### Records provided:
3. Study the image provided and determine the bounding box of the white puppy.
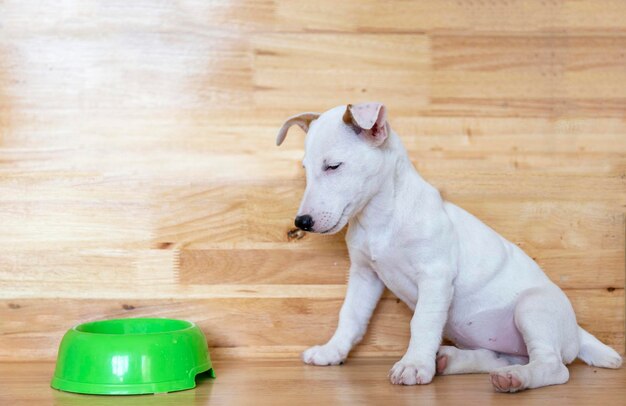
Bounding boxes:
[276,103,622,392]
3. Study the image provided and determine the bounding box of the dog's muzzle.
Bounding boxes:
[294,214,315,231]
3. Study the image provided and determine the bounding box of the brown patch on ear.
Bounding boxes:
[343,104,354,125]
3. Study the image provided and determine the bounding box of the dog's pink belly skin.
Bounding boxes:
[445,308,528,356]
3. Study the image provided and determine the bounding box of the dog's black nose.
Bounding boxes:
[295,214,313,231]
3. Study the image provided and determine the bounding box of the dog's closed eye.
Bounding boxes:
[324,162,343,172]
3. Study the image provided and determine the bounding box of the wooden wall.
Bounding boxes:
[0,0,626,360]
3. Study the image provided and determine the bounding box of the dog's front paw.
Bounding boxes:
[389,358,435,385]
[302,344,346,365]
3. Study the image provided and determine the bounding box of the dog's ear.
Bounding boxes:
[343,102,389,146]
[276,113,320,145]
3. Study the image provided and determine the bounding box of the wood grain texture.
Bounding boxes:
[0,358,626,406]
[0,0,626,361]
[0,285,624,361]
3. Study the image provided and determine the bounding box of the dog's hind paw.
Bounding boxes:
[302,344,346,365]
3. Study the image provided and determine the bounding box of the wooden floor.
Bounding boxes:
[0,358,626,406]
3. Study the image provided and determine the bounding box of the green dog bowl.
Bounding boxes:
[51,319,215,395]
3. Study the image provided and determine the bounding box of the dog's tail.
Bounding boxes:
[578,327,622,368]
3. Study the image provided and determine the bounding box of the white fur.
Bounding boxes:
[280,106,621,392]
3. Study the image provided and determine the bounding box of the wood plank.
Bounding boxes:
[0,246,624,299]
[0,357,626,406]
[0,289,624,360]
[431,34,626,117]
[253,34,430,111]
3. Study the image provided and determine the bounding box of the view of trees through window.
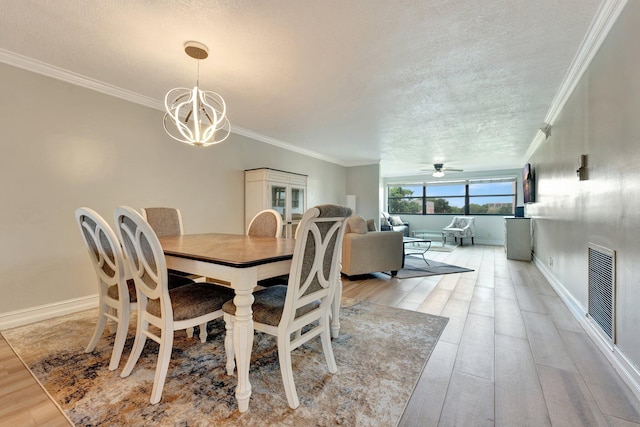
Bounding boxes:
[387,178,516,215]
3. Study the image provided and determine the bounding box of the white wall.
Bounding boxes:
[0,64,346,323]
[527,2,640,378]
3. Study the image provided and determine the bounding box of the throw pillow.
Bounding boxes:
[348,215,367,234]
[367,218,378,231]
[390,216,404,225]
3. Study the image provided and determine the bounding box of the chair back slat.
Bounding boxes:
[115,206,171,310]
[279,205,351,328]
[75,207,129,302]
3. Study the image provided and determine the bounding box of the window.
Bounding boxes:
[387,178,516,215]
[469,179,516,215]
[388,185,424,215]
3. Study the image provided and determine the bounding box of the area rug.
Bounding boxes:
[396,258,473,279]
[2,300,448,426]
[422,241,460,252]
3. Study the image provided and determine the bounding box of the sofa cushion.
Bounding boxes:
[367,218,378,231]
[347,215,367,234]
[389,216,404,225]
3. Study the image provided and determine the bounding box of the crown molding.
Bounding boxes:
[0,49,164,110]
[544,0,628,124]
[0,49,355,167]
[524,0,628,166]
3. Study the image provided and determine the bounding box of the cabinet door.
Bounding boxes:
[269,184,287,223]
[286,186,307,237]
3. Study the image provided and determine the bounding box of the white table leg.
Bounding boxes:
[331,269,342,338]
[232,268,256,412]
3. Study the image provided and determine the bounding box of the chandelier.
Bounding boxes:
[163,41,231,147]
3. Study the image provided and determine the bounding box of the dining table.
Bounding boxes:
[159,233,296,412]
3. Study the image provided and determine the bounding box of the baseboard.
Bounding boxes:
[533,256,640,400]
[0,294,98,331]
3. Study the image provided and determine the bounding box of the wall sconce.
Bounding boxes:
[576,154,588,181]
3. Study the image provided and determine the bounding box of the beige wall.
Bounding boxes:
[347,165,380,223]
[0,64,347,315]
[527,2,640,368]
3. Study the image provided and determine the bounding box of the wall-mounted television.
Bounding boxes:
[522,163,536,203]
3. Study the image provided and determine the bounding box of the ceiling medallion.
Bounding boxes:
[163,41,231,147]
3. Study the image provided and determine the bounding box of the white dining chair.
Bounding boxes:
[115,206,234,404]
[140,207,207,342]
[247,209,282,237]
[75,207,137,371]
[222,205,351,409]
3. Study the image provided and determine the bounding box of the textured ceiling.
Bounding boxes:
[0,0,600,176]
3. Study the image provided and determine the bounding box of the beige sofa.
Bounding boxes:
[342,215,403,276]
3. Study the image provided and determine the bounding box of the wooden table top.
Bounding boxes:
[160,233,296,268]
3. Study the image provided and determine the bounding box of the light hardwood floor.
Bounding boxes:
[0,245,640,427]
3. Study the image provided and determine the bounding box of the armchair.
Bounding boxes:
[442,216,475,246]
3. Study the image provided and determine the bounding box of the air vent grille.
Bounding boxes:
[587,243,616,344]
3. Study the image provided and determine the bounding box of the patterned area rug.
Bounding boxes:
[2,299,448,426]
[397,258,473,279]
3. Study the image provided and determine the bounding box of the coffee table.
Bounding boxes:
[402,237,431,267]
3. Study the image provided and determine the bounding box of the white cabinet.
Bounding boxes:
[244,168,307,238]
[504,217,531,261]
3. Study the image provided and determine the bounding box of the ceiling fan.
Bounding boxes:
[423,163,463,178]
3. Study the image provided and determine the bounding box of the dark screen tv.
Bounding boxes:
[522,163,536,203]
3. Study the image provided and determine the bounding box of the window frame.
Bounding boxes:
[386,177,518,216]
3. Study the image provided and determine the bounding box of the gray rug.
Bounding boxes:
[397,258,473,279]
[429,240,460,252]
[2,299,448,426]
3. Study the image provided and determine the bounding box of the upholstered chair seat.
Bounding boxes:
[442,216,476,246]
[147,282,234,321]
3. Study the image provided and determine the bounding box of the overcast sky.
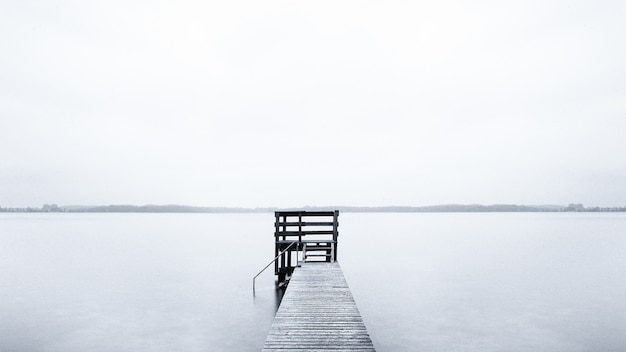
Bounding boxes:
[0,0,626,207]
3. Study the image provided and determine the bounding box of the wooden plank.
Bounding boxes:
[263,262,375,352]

...

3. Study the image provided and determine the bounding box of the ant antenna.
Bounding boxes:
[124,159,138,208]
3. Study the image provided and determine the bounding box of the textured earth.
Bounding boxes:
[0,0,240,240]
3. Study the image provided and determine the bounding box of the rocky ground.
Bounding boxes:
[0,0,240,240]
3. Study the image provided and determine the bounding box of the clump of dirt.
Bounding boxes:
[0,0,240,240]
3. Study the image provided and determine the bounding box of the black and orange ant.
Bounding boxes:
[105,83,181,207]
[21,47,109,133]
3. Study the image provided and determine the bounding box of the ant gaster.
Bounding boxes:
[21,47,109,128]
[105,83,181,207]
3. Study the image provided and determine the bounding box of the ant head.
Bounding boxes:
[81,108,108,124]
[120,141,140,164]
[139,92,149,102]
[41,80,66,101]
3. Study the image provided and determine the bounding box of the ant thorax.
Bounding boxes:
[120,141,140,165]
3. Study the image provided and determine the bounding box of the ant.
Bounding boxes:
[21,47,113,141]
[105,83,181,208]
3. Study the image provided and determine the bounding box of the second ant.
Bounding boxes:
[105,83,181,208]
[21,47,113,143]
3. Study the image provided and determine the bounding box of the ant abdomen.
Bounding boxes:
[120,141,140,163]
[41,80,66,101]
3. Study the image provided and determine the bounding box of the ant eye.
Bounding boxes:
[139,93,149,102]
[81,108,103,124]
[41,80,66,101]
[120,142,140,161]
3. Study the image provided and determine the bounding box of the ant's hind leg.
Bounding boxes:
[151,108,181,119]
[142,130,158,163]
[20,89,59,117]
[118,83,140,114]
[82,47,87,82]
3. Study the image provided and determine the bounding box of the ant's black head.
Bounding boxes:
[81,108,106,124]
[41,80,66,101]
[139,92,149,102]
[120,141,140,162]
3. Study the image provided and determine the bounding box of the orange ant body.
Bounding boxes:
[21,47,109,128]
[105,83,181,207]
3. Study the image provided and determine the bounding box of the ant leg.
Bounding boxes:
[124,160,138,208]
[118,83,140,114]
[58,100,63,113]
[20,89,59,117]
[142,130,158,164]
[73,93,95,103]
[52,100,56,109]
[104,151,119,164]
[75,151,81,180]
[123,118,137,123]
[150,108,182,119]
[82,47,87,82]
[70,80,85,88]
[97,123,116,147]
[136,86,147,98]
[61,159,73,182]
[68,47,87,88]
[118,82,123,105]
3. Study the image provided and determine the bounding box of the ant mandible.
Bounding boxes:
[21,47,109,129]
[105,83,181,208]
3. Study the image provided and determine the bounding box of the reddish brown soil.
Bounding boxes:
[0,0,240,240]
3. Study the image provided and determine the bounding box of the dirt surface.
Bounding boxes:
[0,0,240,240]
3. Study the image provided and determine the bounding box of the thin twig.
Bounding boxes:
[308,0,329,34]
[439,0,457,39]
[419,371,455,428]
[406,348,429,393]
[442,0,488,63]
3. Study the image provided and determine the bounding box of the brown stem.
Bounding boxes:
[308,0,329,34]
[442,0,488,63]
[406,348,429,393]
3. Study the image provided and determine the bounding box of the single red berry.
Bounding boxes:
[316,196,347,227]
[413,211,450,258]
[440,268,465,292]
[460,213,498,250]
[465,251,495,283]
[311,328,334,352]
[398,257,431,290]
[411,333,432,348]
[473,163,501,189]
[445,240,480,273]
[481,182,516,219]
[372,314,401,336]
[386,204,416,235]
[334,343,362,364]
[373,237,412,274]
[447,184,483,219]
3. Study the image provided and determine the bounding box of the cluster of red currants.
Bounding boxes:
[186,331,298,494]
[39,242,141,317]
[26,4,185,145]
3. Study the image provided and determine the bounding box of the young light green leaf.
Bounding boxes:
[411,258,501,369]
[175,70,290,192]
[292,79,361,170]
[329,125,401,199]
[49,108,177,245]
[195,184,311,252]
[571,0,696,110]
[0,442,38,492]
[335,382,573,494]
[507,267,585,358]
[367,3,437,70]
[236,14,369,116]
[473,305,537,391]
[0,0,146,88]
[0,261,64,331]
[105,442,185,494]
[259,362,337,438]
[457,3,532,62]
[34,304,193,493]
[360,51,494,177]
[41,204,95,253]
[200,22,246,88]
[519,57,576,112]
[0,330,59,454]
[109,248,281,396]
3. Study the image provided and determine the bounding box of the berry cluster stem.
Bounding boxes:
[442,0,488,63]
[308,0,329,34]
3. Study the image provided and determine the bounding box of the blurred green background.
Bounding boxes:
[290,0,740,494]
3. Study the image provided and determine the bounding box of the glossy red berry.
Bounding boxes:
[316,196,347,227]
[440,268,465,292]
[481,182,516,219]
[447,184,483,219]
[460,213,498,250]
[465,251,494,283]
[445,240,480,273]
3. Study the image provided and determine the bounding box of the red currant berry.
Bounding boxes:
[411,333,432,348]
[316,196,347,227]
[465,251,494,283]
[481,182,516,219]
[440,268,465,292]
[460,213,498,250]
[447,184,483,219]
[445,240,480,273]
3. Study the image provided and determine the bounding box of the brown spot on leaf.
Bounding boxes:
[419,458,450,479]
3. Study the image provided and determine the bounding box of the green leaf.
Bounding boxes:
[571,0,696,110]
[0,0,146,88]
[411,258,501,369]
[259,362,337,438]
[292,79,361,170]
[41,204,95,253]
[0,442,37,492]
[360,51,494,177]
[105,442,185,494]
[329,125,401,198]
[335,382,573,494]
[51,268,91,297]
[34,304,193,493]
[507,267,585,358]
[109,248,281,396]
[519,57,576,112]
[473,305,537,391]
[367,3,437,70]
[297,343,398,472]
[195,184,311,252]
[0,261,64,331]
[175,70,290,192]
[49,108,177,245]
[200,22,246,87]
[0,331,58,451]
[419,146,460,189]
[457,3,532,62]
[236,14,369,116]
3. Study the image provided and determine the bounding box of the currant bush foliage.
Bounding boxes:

### What to do:
Gather every line from both blocks above that contains the word "leaf", and list each one in full. Case counts, so match the word only where its capitalization is identical.

### Task result:
3. Study the image provided and determine the bounding box of the young light green leaf.
3. Study the image provided and determine the bounding box of the brown spot on leaf.
3. Study the image provided and determine the bounding box of the green leaf.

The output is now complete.